> _Records for the exercise_
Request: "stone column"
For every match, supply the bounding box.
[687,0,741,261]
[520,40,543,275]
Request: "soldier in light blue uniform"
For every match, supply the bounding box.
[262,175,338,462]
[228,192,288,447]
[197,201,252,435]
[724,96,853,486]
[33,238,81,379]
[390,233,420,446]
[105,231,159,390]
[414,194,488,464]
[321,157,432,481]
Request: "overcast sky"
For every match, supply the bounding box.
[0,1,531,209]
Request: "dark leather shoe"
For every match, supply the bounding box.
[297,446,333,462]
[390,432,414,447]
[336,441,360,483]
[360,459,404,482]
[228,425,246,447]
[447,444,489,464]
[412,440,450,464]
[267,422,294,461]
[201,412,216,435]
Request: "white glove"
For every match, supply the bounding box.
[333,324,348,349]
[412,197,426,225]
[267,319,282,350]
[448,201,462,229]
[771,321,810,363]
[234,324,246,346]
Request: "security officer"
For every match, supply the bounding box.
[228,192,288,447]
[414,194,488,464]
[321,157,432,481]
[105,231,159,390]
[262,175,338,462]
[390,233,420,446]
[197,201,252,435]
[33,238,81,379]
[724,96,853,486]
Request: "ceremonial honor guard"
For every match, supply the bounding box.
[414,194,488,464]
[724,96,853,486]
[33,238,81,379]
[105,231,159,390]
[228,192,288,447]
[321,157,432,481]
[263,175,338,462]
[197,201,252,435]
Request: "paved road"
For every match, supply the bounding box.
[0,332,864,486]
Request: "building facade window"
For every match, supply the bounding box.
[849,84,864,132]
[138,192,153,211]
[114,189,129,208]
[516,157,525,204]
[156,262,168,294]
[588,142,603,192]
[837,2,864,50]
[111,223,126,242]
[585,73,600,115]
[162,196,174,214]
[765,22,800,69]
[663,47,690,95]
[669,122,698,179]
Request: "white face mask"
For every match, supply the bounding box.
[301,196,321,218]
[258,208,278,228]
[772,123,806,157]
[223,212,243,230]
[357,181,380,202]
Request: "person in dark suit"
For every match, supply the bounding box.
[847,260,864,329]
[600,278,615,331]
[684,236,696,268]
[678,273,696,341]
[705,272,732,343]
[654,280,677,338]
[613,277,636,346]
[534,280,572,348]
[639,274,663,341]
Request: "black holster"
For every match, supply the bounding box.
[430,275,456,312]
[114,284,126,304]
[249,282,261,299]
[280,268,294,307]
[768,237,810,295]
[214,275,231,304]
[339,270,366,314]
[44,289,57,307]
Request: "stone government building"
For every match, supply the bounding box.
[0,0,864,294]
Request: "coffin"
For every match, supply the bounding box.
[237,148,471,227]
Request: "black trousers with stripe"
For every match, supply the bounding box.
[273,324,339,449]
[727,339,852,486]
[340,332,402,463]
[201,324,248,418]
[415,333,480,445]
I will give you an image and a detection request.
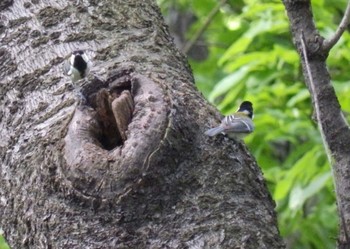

> _Problem statement_
Rescale the entries from the first line through the line containing "[0,1,531,209]", inclusive, and give only those lines back in full, each one included. Multiply every bounding-box coordinate in the answers by 2.6 and round to whole numbers, with halves rounded up.

> _Solution for this problem_
Request: "stone column"
For every match, supply the bounding box.
[1786,0,1927,679]
[1352,104,1412,715]
Request: "soldier in light blue uniform"
For every match, supply the bounding box.
[681,455,879,1201]
[593,499,749,1162]
[512,523,655,1131]
[1882,250,2218,1264]
[86,619,211,985]
[1014,606,1092,1160]
[273,601,413,1014]
[1076,504,1269,1206]
[835,408,1123,1251]
Request: "overcast sky"
For every match, supply the bounding box.
[0,3,1381,543]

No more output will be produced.